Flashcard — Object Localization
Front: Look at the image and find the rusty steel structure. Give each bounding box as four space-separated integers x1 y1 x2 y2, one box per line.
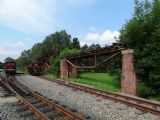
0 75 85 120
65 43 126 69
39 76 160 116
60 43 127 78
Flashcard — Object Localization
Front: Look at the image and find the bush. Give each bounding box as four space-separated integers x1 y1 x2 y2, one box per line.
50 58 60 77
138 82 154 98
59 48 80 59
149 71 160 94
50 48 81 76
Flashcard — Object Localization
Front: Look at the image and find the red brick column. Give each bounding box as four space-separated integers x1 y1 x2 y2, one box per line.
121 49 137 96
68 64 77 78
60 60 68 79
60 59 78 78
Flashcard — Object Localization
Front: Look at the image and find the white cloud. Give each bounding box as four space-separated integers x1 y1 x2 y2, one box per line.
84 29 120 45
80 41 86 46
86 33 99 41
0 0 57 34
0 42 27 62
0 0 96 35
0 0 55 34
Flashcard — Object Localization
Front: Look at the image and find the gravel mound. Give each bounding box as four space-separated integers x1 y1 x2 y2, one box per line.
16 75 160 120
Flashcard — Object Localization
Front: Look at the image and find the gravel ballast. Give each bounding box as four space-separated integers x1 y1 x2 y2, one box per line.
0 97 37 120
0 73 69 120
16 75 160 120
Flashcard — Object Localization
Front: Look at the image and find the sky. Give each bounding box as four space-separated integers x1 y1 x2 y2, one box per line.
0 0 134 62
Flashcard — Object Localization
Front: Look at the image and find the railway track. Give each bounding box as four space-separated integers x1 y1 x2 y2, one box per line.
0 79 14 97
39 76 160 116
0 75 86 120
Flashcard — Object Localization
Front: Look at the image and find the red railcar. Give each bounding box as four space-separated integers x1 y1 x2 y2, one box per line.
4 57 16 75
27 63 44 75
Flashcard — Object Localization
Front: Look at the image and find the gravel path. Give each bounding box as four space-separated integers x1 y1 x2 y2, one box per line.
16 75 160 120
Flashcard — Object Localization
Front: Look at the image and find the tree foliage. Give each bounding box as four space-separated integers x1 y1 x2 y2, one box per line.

*Aim of the task*
Repeat every line above exactly, minus the pictures.

*Your response*
Flashcard — Object Localization
Front: Look at the image and find the rusty steel structure. Give each bounding box as four space-separated integers x1 y1 x2 y2, one box per line.
0 75 85 120
65 43 126 69
39 76 160 116
60 43 127 78
Flashcard — Object Localization
Front: Look at the image and find the bush. Give each bounding box as four space-separated integers x1 y1 x2 y2, one box per line.
50 58 60 77
138 82 154 98
59 48 80 59
149 71 160 94
50 48 81 76
Flashcard — Object Localization
Front: Look at the image and find the red brick column. Give each bounding box as four space-separated integers x1 y1 x2 y2, one box per line.
121 49 137 96
68 64 77 78
60 60 68 79
60 59 78 78
Flashcard — Object Localization
Front: Look at the image and find the white cloud. Give each bounding box as four space-separated integers x1 y1 x2 y2, one box per line.
84 29 120 45
80 41 86 46
86 33 99 41
0 0 57 34
0 42 27 62
0 0 96 35
0 0 55 34
Flashcard — Object Localization
Front: Look at the image and find the gravel mound. Give each bounding box as four space-separated integers x1 y1 x2 y2, one box per line.
16 75 160 120
Flashcard — Object Localization
Front: Look at the image and find the gravel ballast. Give each bounding box as four space-separated integers x1 y1 x2 y2, one box per line.
0 97 37 120
0 73 69 120
16 75 160 120
Flashcard — Object Localization
Front: Look at the image and find the sky. Give each bounding box as four space-separated integers x1 y1 x2 y2, one box per line.
0 0 134 62
Flashcard — Object Localization
Front: Look at the image and find the railway track. Give each bounding box as four space-separated integers x1 y1 x2 y2, one box per line.
0 79 14 97
39 76 160 116
0 75 86 120
Flashcard — Object Localization
Front: Look at the image and find the red railcar. Give each bounding box as four space-separated integers x1 y1 x2 y2, one box per line.
4 57 16 75
27 63 44 75
Flashcard — Object Localization
Front: Look at the image and find the gravel path. Give each bounding box as four space-separated integers x1 y1 x2 y2, one box per line.
16 75 160 120
Flashcard — Object Localization
Front: Look at the image and find the tree foliage. Give each bounding box as four space-separated integers x1 y1 x2 y2, one box per line.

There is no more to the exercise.